Passage shown:
┄┄┄┄┄┄┄┄┄┄┄┄┄┄┄┄┄┄┄┄
Paper recycling first became popular in North America and other parts of the world during the late 1970s. And today, many people consider such recycling to be one of the greenest and most sustainable steps consumers, facility managers, building users, and custodial workers can take to protect the environment, save trees, and reduce the amount of material going into landfills.

What many people don't realize, however, is that while paper recycling does have its benefits, to what degree it actually helps the environment is now open to question. It is true that a great deal of the recycled paper collected in the United States is reused by manufacturers for products, including paper towels, toilet paper, and even packaging; However, as much as one-third of recycled paper now goes to China to be used for boxes and other packaging materials as well as in product manufacturing. And to reach China, used paper must first make its way through a long process that consumes a great deal of energy and other resources:

  •  Waste handlers pick up used paper from U.S. facilities; it is then processed, cut, and bundled for shipping.
  • These bundles are then transported, usually by truck or rail, to an American port city.
  • The paper is loaded onto ships and sent to China.
  • Once in China, the paper is transported, usually by truck or train, to paper mills. The paper is cleaned and de-inked using special chemicals and further processed if necessary.
  • It is then shaped and repackaged for transport.
  • Finally, the paper is delivered by rail for use in China—or returned to the United States, reversing the entire shipping process.

All this transport and processing consumes a great deal of energy, fuel, and water that generate considerable greenhouse gasses—all to "benefit the environment." Sadly, as can be seen, while recycling does reduce the number of trees harvested for use in paper products, the entire process can have a considerable negative impact on the environment in a variety of ways.

This is why many environmental experts now believe minimizing the amount of trash hauled off to landfills is no longer the key environmental concern. Instead, they believe Issues related to climate change and "carbon sequestration" are far more important to protecting the current environment.

Carbon sequestration refers to minimizing the amount of carbon dioxide (CO2) released into the atmosphere via the burning of carbon-based fuels by absorbing or sequestering it back into the environment. It is a relatively new concept that is becoming increasingly important due to growing concerns that high concentrations of atmospheric CO2 are contributing to global climate change and resulting in the growing number of extreme weather events, such as tornados, hurricanes, severe droughts, blizzards and more. Unfortunately, processing and transporting recycled paper can release unnecessary volumes of CO2 into the atmosphere. This is why many environmentalists now suggest putting less emphasis on paper recycling and more emphasis on using paper products manufactured using "rapidly renewable trees" that are grown and harvested in a sustainable manner.

Did You Know?

  • Energy use can account for more than 30 percent of a company's operating budget
  • More than 40 percent of municipal solid waste in the United States is paper—about 71.8 tons a year
  • Only 22 percent—or 19 million tons—of the 85.5 million tons of paper used annually in the United States is recycled.

Source: University of California- Los Angeles

Renewable Plantations

Older trees serve the planet and the environment in many ways: They protect wildlife; promote the growth of other types of vegetation, including other trees; remove pollutants, including greenhouse gases, from the air; and produce oxygen.
┄┄┄┄┄┄┄┄┄┄┄┄┄┄┄┄┄┄┄┄
Recorded data:
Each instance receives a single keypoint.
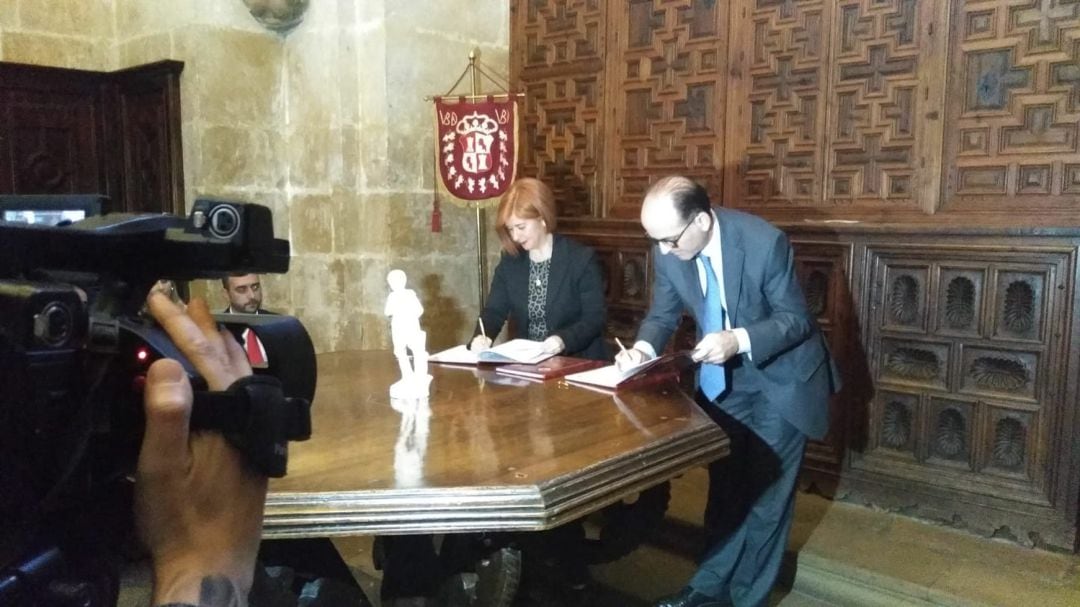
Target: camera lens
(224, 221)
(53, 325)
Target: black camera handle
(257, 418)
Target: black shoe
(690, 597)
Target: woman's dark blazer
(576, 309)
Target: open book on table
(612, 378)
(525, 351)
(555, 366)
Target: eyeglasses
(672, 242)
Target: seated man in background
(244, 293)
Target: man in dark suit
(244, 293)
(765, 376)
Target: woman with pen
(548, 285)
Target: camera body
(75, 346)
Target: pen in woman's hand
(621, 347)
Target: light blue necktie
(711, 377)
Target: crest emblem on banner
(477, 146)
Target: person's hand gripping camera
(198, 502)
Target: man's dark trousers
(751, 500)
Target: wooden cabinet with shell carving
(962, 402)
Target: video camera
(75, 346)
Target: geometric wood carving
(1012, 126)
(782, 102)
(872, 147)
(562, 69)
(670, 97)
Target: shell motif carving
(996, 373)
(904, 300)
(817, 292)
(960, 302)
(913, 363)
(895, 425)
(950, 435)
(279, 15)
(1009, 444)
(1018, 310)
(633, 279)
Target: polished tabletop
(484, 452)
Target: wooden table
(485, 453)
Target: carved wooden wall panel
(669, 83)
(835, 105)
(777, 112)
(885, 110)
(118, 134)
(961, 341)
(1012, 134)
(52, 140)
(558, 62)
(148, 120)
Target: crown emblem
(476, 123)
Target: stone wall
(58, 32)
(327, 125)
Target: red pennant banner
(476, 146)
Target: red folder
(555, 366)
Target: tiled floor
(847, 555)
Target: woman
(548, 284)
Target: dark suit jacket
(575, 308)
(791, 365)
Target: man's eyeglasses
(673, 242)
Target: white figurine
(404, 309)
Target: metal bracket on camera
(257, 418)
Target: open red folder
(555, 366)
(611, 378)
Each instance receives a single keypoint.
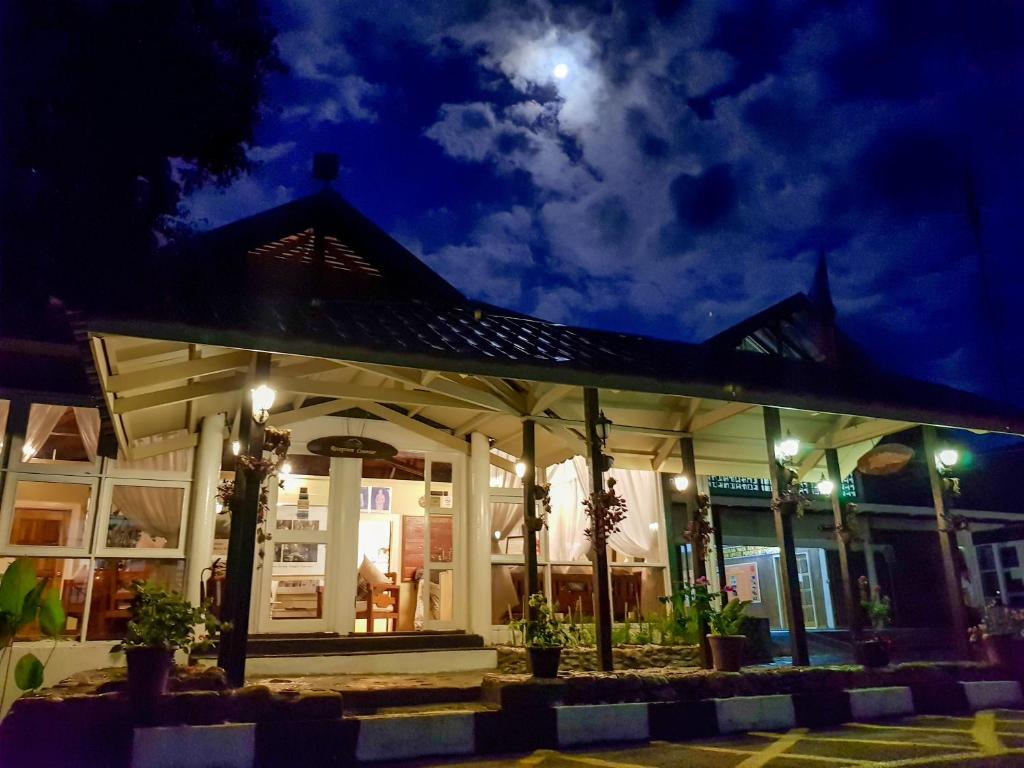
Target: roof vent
┄┄┄┄┄┄┄┄┄┄┄┄┄┄┄┄┄┄┄┄
Your tasks:
**1.** According to the paper recycling text, how much of the recycled paper collected in the United States now goes to China?
**2.** Continue the text on paper recycling from its final sentence, developing the "Renewable Plantations" section.

Responses:
**1.** As much as one-third of it.

**2.**
Unfortunately, a large number of the trees harvested in the United States that are used for manufacturing, construction, or paper are oldhave traditionally been growing for decades or, in some cases, even centuries. This holds true in many other parts of the world as well. However, some countries are now focusing on growing rapidly renewable trees as an alternative to harvesting older-growth trees. Rapidly renewable materials must have a harvest cycle of 10 years or less and include materials such as wood from eucalyptus and acasia trees, bamboo, and cork. These rapidly renewable trees are being grown on tree farms—often called plantations—which are monitored by organizations such as the Programme for the Endorsement of Forest Certification (PEFC). Founded in 1999, the PEFC is a nonprofit, nongovernmental, third-party organization dedicated to promoting sustainable forest management systems. Among other efforts, PEFC assesses tree plantations and then verifies that old trees are being protected and rapidly renewable trees are being planted to promote sustainable forestry. (Performing the same function in the United States is the American Tree Farm System, the largest and oldest woodland certification system, which is internationally recognized by the PEFC.)

Young Fibers

Rapidly renewable trees are grown much like other crops, often reaching maturity in as few as six to 10 years. They are grown and harvested in ways that protect forests, the landscape, and other vegetation. When harvested, they are processed to produce "young fibers," which are turned into "young paper products," referring to products manufactured using a higher concentration of fibers from rapidly renewable trees.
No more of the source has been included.